#### EXERCISE PROMPT:
Write out all entries word for word.

#### EXERCISE INPUT:

···

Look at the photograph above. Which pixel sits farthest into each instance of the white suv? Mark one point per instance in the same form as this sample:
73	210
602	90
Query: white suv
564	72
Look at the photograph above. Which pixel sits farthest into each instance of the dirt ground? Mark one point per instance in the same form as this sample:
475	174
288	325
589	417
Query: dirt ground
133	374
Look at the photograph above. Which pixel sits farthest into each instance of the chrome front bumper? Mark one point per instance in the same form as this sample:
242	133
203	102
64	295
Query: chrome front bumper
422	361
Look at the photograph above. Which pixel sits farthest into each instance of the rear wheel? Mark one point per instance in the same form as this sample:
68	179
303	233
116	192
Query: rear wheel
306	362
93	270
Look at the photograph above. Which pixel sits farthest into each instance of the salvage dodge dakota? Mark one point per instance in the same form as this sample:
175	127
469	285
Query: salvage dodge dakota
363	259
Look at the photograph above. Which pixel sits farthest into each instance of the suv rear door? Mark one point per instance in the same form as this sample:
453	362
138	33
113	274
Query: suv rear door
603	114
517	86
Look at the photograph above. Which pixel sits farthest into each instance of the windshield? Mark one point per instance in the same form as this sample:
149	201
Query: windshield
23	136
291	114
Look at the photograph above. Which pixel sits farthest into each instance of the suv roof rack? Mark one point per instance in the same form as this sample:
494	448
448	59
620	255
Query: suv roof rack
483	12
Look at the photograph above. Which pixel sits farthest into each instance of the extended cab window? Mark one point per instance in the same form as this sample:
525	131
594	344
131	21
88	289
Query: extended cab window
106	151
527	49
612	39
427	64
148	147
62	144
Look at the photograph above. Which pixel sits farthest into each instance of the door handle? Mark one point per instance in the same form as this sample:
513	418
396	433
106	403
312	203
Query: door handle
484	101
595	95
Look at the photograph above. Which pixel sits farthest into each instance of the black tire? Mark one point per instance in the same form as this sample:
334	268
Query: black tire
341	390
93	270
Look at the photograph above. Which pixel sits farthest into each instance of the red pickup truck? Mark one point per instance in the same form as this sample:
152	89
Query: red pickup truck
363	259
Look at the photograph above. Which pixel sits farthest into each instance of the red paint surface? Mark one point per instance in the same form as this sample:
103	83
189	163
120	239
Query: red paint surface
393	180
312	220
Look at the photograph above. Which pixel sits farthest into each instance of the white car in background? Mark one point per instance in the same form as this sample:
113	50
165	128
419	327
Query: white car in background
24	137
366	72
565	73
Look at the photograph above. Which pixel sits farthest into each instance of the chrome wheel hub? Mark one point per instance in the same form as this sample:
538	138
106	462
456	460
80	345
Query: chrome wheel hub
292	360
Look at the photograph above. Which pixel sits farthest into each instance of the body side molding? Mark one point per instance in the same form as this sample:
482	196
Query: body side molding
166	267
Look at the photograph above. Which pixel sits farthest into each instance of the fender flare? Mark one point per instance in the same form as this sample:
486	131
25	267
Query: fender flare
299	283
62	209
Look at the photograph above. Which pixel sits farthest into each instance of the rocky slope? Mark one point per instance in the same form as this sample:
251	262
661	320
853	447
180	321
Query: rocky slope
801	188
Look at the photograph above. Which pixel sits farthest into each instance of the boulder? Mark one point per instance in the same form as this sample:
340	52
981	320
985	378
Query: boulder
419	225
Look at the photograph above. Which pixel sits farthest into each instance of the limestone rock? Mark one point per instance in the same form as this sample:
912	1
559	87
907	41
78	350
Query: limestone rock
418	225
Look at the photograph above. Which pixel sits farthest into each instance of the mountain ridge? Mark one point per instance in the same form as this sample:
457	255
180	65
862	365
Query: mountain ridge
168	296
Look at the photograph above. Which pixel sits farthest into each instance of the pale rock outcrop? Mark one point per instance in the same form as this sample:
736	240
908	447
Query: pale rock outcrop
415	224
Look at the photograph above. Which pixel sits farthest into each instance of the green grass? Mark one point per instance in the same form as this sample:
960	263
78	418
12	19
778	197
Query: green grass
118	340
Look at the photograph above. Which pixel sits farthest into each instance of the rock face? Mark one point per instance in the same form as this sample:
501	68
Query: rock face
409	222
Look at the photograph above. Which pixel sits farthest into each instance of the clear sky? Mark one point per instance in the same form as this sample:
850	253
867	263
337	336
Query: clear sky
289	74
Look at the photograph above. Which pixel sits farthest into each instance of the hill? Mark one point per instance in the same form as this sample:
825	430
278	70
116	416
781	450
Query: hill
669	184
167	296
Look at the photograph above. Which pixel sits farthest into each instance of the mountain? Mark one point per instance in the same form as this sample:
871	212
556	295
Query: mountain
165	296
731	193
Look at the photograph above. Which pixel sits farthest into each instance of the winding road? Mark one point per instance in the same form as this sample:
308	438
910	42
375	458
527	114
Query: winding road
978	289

···

#### TASK SOLUTION:
Look at the photograph above. Which pixel sits farthest into each instance of the white suv? Mark one point per instance in the same form as this sample:
73	210
602	90
Query: white suv
564	72
Look at the photograph above. Which pixel sits farthest into each instance of the dirt ground? Mark one point per instance in the same form as this sample:
475	174
288	325
589	417
Query: dirt ground
133	374
Look at the photograph above. Which pixel sits farthest into each instance of the chrome front bumper? Mark one point per instance in the same form as this sample:
242	133
203	102
64	295
Query: chrome front bumper
422	361
Look at the photograph above. Which pixel sits farthest into each instance of the rear wheel? Mark one point per instance in the same form as this sample:
68	179
303	233
116	192
Query: rear wheel
306	362
93	270
Look at the photograph above. Which pixel sits farthest into each instance of the salvage dodge dakota? Mark one point per instance in the same form as this sample:
175	127
469	285
Query: salvage dodge dakota
363	259
Look at the photograph above. Which pixel sits farthest into each instance of the suv rear door? Mark one point per instance in the same form as this sample:
453	362
138	33
113	274
Query: suv rear door
603	114
517	86
Look at the photograph above. Which pixel sits farthest into each instance of the windshield? Mark one point per instance in the same form as this sample:
149	201
Query: windshield
23	136
291	114
Look at the photograph above. Which pixel sits farthest into each instance of the suv roof rack? Mark one point per instance in the same form as this sample:
494	448
448	59
620	255
Query: suv roof rack
483	12
Look at the photograph above. Which pixel sits farthest into each instance of the extended cab window? Mark one point per instance in the same form as this sample:
525	131
594	344
131	21
88	289
Query: extended cab window
106	151
527	49
612	39
427	64
148	147
62	144
Look at the photograph above. Which pixel sits farthest into each instance of the door handle? Mark one point per instance in the same form as this sample:
513	418
396	433
106	403
312	203
Query: door handle
484	101
595	95
Look at the photograph above. Which pixel sits farthest into each instance of the black tire? Mark one point per instance in the same form as this sample:
334	268
Query: black tire
341	390
93	270
Look at the photograph above. Which pixel sits farthest into each instance of the red pickup truck? Mark one point per instance in the same form as this sample:
152	89
Query: red pickup truck
363	259
Look at the photograph above. Which pixel sits farthest into each instance of the red paint surface? Mark one point per instance in the same form as this sample:
103	83
189	163
120	239
Query: red paint surface
393	180
312	220
Look at the photograph above. Which pixel sits farthest into each instance of the white car in background? Mark one point per instance in the same form as this sample:
113	50
165	128
419	327
Query: white car in background
24	137
366	72
565	73
Look at the photograph above. Which pixel sits farthest into each instance of the chrome wheel hub? Mark one point per instance in the same form as this sample:
538	138
106	462
456	460
80	345
Query: chrome wheel hub
292	360
Look at the photograph above. Which pixel sits farthest into each instance of the body side molding? Mark one point per instance in the same form as this sample:
482	196
Query: body side molding
166	267
Look at the photograph above. Which pixel sits farthest into each instance of the fender flare? Mark one point per instance in the same form as this sample:
486	131
25	267
Query: fender flare
299	283
62	209
Look at the photograph above. Which pixel sits farthest into each instance of the rocky slope? Mark one point per instance in the same form as this sample:
251	262
661	320
853	447
180	321
Query: rocky slope
801	188
Look at the photograph above. Which pixel sits farthest into each instance of the boulder? Mark one point per instance in the same form as this sample:
340	52
981	320
985	378
Query: boulder
419	225
Look at the photograph above. Which pixel sits farthest into each instance of the limestone rock? Mark one point per instance in the same form as this sample:
912	1
559	87
907	41
78	350
Query: limestone rock
418	225
Look at the photograph above. Which pixel sits farthest into each instance of the mountain ridge? Mark one point per instance in the same form as this sample:
457	255
180	65
862	365
Query: mountain ridge
168	296
Look at the photograph above. Which pixel sits farthest into each instance of the pale rock outcrop? Mark one point per instance in the same form as this sample:
736	240
908	447
Query: pale rock outcrop
415	224
Look at the photograph above. Which pixel sits farthest into each instance of the green grass? Mark one point per instance in the same form as this sample:
960	263
78	418
12	19
778	197
Query: green grass
118	340
Look at the photograph above. Which pixel sits farthest into each instance of the rock face? Mark one point per instance in the same form as this sample:
501	68
Query: rock face
409	222
Look at the photograph above. Which pixel sits farthest into each instance of the clear sky? Mark one point per instance in the same form as this sample:
850	253
867	263
337	336
Query: clear sky
289	74
Look at the photograph above. Which pixel sits farthest into each instance of the hill? Mark one point per instance in the same form as this sample:
825	430
278	70
116	416
781	450
Query: hill
669	184
167	296
Look at the photograph above. Which pixel sits farthest into each instance of the mountain? Mark one point per instance in the same form as this sample:
871	212
556	295
Query: mountain
165	296
731	193
Look at the photograph above. Which pixel sits farthest into each instance of the winding road? Mark one point per instance in the same form as this sample:
308	438
910	42
375	458
527	114
Query: winding road
978	289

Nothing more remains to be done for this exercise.